STATED GOAL A => Extract the full article on logging and wildfire smoke, reproducing every word of it.

TEXT SECTION =>
━━━━━━━━━━━━━━━━━━━━━━━━━━━━━━

2015: Another Summer of Industry’s Discontent

The following article is written by Keith Hammer, Chair of the Swan View Coalition in Montana. Hammer has shared his views on this blog before – including raising red flags about some types of ‘collaboration’ in Montana. – mk

When there is wildfire smoke in the air, the timber industry and its cronies in Congress blame it on a lack of logging. As though logging prevents wildfires, which it does not. Moreover, they blame the alleged lack of logging on lawsuits brought by conservation groups simply wanting to insure the Forest Service follows the law as it logs public fish and wildlife habitat.

In February, Senator Jon Tester (D-MT), emphatically and falsely told Montana Public Radio “Unfortunately, every logging sale in Montana right now is under litigation. Every one of them.”

Listeners, including Swan View Coalition, challenged Tester’s statement. The Washington Post investigated and found there to be 97 timber sales under contract in Montana’s national forests with only 14 of those being litigated and only 4 of those stopped by a court order! The Post awarded Tester “Four Pinocchios” and noted the Forest Service responded “Things should be litigated that need to be litigated. If there is something the Forest Service has missed, it is very healthy. We absolutely should be tested on that.”

Then politicians and the Forest Service went back to lying as though this never happened. Representative Ryan Zinke (R-MT) visited Essex on the border between Glacier National Park and the Flathead National Forest and claimed the summer’s wildfire smoke “is completely avoidable.” He went on to promote his Resilient Federal Forests Act, that would speed up federal logging and require citizens to post unaffordable bonds before suing the Forest Service to make it follow environmental laws. He then proposed that future Wilderness designations allow logging to reduce fires.

━━━━━━━━━━━━━━━━━━━━━━━━━━━━━━

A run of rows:
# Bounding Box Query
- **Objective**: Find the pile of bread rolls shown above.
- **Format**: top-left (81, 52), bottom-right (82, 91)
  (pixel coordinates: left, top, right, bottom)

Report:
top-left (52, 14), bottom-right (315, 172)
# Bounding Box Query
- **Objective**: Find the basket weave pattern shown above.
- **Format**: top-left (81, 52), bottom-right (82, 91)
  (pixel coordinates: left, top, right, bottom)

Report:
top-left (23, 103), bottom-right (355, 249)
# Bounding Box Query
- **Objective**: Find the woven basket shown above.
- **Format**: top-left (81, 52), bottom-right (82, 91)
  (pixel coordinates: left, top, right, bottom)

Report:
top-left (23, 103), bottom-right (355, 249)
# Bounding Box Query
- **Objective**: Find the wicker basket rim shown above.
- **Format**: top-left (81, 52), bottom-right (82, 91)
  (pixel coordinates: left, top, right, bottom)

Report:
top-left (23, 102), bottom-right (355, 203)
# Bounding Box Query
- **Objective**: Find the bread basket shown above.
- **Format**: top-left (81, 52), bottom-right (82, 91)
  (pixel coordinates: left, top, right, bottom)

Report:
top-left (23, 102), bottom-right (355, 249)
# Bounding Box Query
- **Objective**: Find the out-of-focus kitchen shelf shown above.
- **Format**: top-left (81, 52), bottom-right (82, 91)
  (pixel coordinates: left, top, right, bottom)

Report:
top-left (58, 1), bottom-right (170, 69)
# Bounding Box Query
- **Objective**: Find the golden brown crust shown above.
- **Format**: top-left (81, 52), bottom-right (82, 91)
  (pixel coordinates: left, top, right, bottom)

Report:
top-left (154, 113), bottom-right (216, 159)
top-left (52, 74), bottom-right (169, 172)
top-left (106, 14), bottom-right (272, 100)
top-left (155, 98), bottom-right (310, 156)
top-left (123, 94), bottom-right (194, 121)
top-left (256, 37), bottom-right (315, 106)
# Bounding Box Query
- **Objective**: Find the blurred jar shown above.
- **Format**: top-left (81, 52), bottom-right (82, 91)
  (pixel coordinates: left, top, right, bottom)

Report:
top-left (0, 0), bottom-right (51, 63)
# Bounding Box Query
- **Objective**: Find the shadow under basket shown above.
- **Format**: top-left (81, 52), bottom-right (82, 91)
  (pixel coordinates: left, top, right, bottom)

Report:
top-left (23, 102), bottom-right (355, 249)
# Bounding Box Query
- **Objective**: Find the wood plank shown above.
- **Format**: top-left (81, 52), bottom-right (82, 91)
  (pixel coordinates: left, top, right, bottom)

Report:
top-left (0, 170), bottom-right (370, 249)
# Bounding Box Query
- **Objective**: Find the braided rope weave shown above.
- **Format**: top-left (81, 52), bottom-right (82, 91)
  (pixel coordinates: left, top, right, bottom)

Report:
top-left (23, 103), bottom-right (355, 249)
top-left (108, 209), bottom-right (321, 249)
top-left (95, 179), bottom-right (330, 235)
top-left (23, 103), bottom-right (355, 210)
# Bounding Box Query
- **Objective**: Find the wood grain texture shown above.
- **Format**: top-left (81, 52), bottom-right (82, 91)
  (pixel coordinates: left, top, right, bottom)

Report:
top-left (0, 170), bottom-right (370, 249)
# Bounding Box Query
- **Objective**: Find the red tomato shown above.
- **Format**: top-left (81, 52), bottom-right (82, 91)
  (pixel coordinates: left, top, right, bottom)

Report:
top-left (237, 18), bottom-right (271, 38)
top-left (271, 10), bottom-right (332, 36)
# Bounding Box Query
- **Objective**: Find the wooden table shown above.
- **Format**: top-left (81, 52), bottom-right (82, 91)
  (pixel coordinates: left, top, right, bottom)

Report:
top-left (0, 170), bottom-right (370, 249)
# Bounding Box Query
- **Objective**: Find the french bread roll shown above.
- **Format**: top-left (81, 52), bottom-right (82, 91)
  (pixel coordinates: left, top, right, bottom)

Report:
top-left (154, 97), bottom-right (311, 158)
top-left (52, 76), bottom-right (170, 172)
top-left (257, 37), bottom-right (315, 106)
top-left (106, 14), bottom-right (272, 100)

━━━━━━━━━━━━━━━━━━━━━━━━━━━━━━

STATED GOAL B => Lay out the rows as a numbered list, leaving out blank lines. Begin at the first line of the rows and stop after the line that contains "top-left (0, 0), bottom-right (51, 63)".

COMPLETE OUTPUT A =>
2015: Another Summer of Industry’s Discontent

The following article is written by Keith Hammer, Chair of the Swan View Coalition in Montana. Hammer has shared his views on this blog before – including raising red flags about some types of ‘collaboration’ in Montana. – mk

When there is wildfire smoke in the air, the timber industry and its cronies in Congress blame it on a lack of logging. As though logging prevents wildfires, which it does not. Moreover, they blame the alleged lack of logging on lawsuits brought by conservation groups simply wanting to insure the Forest Service follows the law as it logs public fish and wildlife habitat.

In February, Senator Jon Tester (D-MT), emphatically and falsely told Montana Public Radio “Unfortunately, every logging sale in Montana right now is under litigation. Every one of them.”

Listeners, including Swan View Coalition, challenged Tester’s statement. The Washington Post investigated and found there to be 97 timber sales under contract in Montana’s national forests with only 14 of those being litigated and only 4 of those stopped by a court order! The Post awarded Tester “Four Pinocchios” and noted the Forest Service responded “Things should be litigated that need to be litigated. If there is something the Forest Service has missed, it is very healthy. We absolutely should be tested on that.”

Then politicians and the Forest Service went back to lying as though this never happened. Representative Ryan Zinke (R-MT) visited Essex on the border between Glacier National Park and the Flathead National Forest and claimed the summer’s wildfire smoke “is completely avoidable.” He went on to promote his Resilient Federal Forests Act, that would speed up federal logging and require citizens to post unaffordable bonds before suing the Forest Service to make it follow environmental laws. He then proposed that future Wilderness designations allow logging to reduce fires.

COMPLETE OUTPUT B =>
1. # Bounding Box Query
2. - **Objective**: Find the pile of bread rolls shown above.
3. - **Format**: top-left (81, 52), bottom-right (82, 91)
4.   (pixel coordinates: left, top, right, bottom)
5. Report:
6. top-left (52, 14), bottom-right (315, 172)
7. # Bounding Box Query
8. - **Objective**: Find the basket weave pattern shown above.
9. - **Format**: top-left (81, 52), bottom-right (82, 91)
10.   (pixel coordinates: left, top, right, bottom)
11. Report:
12. top-left (23, 103), bottom-right (355, 249)
13. # Bounding Box Query
14. - **Objective**: Find the woven basket shown above.
15. - **Format**: top-left (81, 52), bottom-right (82, 91)
16.   (pixel coordinates: left, top, right, bottom)
17. Report:
18. top-left (23, 103), bottom-right (355, 249)
19. # Bounding Box Query
20. - **Objective**: Find the wicker basket rim shown above.
21. - **Format**: top-left (81, 52), bottom-right (82, 91)
22.   (pixel coordinates: left, top, right, bottom)
23. Report:
24. top-left (23, 102), bottom-right (355, 203)
25. # Bounding Box Query
26. - **Objective**: Find the bread basket shown above.
27. - **Format**: top-left (81, 52), bottom-right (82, 91)
28.   (pixel coordinates: left, top, right, bottom)
29. Report:
30. top-left (23, 102), bottom-right (355, 249)
31. # Bounding Box Query
32. - **Objective**: Find the out-of-focus kitchen shelf shown above.
33. - **Format**: top-left (81, 52), bottom-right (82, 91)
34.   (pixel coordinates: left, top, right, bottom)
35. Report:
36. top-left (58, 1), bottom-right (170, 69)
37. # Bounding Box Query
38. - **Objective**: Find the golden brown crust shown above.
39. - **Format**: top-left (81, 52), bottom-right (82, 91)
40.   (pixel coordinates: left, top, right, bottom)
41. Report:
42. top-left (154, 113), bottom-right (216, 159)
43. top-left (52, 74), bottom-right (169, 172)
44. top-left (106, 14), bottom-right (272, 100)
45. top-left (155, 98), bottom-right (310, 156)
46. top-left (123, 94), bottom-right (194, 121)
47. top-left (256, 37), bottom-right (315, 106)
48. # Bounding Box Query
49. - **Objective**: Find the blurred jar shown above.
50. - **Format**: top-left (81, 52), bottom-right (82, 91)
51.   (pixel coordinates: left, top, right, bottom)
52. Report:
53. top-left (0, 0), bottom-right (51, 63)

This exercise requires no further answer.